>> BEGIN DATA SHOWN

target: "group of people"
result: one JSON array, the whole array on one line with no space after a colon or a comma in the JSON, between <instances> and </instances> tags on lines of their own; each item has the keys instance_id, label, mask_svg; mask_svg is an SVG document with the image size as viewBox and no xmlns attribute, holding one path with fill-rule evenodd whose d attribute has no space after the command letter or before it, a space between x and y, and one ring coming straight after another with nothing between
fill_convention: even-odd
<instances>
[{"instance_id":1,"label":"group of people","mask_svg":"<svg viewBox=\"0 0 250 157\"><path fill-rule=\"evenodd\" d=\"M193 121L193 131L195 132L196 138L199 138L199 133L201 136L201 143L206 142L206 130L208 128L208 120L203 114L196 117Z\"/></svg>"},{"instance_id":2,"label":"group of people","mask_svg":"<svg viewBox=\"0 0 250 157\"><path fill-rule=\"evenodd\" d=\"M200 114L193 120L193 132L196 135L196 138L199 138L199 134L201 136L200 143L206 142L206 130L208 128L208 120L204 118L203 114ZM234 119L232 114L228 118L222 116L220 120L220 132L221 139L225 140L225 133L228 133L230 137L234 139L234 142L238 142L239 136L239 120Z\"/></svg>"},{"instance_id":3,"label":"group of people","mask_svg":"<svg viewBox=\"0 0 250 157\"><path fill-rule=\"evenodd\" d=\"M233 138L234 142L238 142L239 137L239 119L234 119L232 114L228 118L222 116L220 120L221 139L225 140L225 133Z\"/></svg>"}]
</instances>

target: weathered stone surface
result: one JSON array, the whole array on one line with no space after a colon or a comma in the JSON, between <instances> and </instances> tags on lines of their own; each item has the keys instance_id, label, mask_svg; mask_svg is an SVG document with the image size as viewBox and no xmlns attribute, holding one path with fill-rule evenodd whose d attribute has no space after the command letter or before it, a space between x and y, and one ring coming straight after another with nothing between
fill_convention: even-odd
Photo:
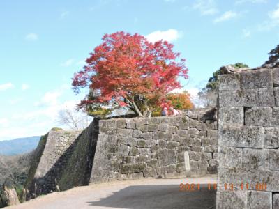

>> END DATA SHOWN

__TO DO__:
Copy word for word every line from the one containing "target: weathered stone surface" through the end of the records, leaving out the picture.

__WORKED ANSWER__:
target: weathered stone surface
result: one JSON array, the whole array on one line with no space after a colon or a comma in the JSON, between <instances> and </instances> tags on lines of their own; each item has the keys instance_id, label, mask_svg; mask_svg is an SVG document with the image size as viewBox and no xmlns attribute, holding one path with fill-rule evenodd whose d attribute has no space after the command letter or before it, a space between x and y, and one ring coming straight after another with nothing between
fill_convention: even-odd
Photo:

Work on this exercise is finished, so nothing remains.